TASKS:
a) From the passage on malaria diagnostics, extract word for word the stretch from "Dr Jane Achan, Malaria" through "nearly any setting.".
b) Please answer these questions using the passage on malaria diagnostics:
(i) Since what year has the World Health Organization recommended universal parasite-based diagnosis before treatment?
(ii) What position does Dr Jane Achan hold?
(iii) How can the speaker videos be accessed?
c) Carry on the passage on malaria diagnostics, starting after its final sentence.

PASSAGE TO READ:
Yesterday, the Virtual Microbiology and Infectious Disease Summit 2022 hosted a selection of world-leading health experts in microbiology and infectious disease, presenting on a range of cutting-edge public health topics via live Q&As, video interviews and interactive sessions. The speaker videos can be accessed through registering on the event website.
Dr Jane Achan, Malaria Consortium Principal Advisor, shared her insights at the Summit on the opportunities and challenges around malaria diagnostics and testing. For point of care testing, malaria rapid diagnostic tests (mRDTs) are a quick, reliable method of diagnosing malaria – essential for ensuring prompt diagnosis and treatment in infected persons and preventing progression to severe illness. Since 2010, the World Health Organization (WHO) has recommended universal parasite-based diagnosis before treatment – mRDTs make this possible in nearly any setting.
Dr Achan emphasised the importance of malaria diagnostic tools and strategies:
“Malaria diagnostic tools, especially point of care diagnostics, are a vital component of effective malaria case management. Given current challenges with their use and availability, there is a continued need for implementation research to optimise malaria diagnostics in the public sector, private sector, and community-based programmes. The increased use of parasitological diagnosis gives the potential for more reliable surveillance data and disease burden estimates.”

Spatial localization data
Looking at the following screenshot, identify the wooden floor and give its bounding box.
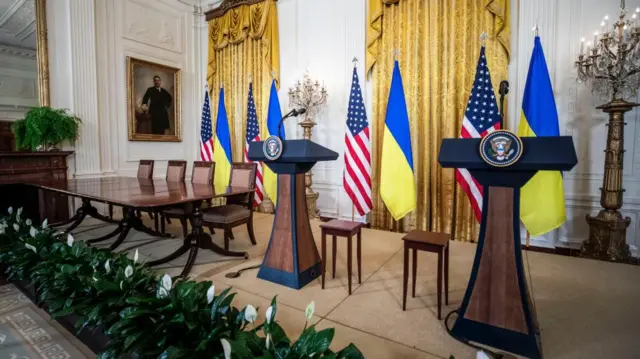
[67,214,640,359]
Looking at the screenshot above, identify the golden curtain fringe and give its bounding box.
[367,0,509,241]
[207,0,280,167]
[207,0,280,89]
[365,0,511,74]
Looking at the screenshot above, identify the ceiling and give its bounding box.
[0,0,36,50]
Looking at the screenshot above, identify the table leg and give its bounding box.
[148,201,249,277]
[444,245,449,305]
[402,243,409,311]
[438,251,442,320]
[411,248,418,298]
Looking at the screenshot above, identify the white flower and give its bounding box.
[220,338,231,359]
[156,274,172,298]
[162,274,173,292]
[304,302,316,320]
[124,266,133,278]
[244,304,258,323]
[207,284,216,304]
[265,305,273,324]
[24,243,38,253]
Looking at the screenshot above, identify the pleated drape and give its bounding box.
[367,0,509,241]
[207,0,280,162]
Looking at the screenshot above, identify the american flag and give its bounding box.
[200,86,213,161]
[456,46,500,222]
[343,67,373,216]
[244,83,264,207]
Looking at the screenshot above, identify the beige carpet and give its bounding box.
[71,214,640,359]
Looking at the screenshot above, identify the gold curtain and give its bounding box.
[207,0,280,162]
[367,0,509,241]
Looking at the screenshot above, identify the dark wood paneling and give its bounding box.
[295,173,320,272]
[264,174,294,273]
[465,187,528,334]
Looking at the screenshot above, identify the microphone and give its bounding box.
[498,80,509,130]
[278,108,307,140]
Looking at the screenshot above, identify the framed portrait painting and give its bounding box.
[127,56,182,142]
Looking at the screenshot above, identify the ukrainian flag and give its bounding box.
[213,88,232,192]
[518,36,566,237]
[262,80,286,205]
[380,61,416,220]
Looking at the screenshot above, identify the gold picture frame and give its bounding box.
[127,56,182,142]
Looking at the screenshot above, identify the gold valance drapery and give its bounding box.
[366,0,509,241]
[206,0,280,88]
[365,0,511,74]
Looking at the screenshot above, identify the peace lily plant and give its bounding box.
[0,208,363,359]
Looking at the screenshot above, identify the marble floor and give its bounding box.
[74,213,640,359]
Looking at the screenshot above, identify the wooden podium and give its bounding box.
[248,140,338,289]
[438,137,578,358]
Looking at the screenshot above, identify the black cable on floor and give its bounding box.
[444,308,502,359]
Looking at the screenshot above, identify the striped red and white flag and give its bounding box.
[342,67,373,216]
[456,46,500,222]
[244,83,264,207]
[200,86,213,161]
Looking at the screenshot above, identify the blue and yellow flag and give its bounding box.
[262,80,286,205]
[213,88,232,192]
[518,36,566,237]
[380,61,416,220]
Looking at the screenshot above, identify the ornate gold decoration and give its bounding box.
[204,0,278,21]
[289,72,327,218]
[575,0,640,262]
[581,99,639,262]
[127,56,182,142]
[35,0,50,106]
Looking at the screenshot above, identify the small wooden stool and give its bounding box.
[402,230,449,319]
[320,219,364,295]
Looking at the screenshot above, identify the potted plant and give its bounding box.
[11,106,81,151]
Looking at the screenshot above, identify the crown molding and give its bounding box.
[0,45,36,59]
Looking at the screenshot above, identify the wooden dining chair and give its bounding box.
[202,162,258,250]
[150,160,187,231]
[162,161,216,238]
[109,160,155,219]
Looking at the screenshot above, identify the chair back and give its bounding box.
[137,160,154,178]
[227,162,258,208]
[191,161,216,185]
[166,161,187,182]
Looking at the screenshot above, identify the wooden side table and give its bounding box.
[402,230,450,319]
[320,219,364,295]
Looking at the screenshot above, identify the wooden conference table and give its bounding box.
[25,177,254,276]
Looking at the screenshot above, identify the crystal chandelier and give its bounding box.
[575,0,640,101]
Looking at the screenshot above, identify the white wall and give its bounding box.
[48,0,640,254]
[47,0,204,178]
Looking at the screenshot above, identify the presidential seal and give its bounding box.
[262,136,283,161]
[480,130,522,167]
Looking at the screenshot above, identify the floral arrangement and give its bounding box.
[0,209,363,359]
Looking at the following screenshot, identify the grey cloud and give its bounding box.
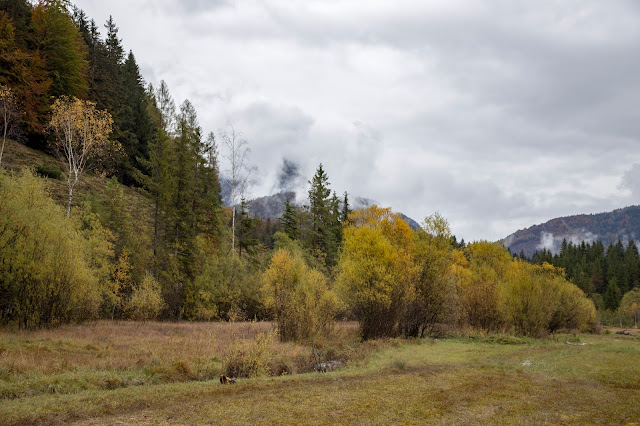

ANSWERS PROVIDED:
a)
Dr Jane Achan, Malaria Consortium Principal Advisor, shared her insights at the Summit on the opportunities and challenges around malaria diagnostics and testing. For point of care testing, malaria rapid diagnostic tests (mRDTs) are a quick, reliable method of diagnosing malaria – essential for ensuring prompt diagnosis and treatment in infected persons and preventing progression to severe illness. Since 2010, the World Health Organization (WHO) has recommended universal parasite-based diagnosis before treatment – mRDTs make this possible in nearly any setting.

b)
(i) 2010
(ii) Malaria Consortium Principal Advisor
(iii) By registering on the event website

c)
Malaria Consortium provides technical assistance at all levels of the health system to fight infectious diseases including malaria, leading interventions that emphasise locally led development. Many of its programmes include a training component, ensuring that local health workers can use cost-effective tools for diagnosis and treatment and those most vulnerable to malaria and other communicable diseases can receive quality services with far greater ease of access, less economic burden, and without needing to travel several hours to a hospital.
Separate discussions at the Summit focused on infectious diseases, the microbiome, antimicrobial resistance and an emerging intervention in the form of gene drives – a novel approach discussed last week by Malaria Consortium’s Technical Director, James Tibenderana, on the 80,000 Hours Podcast.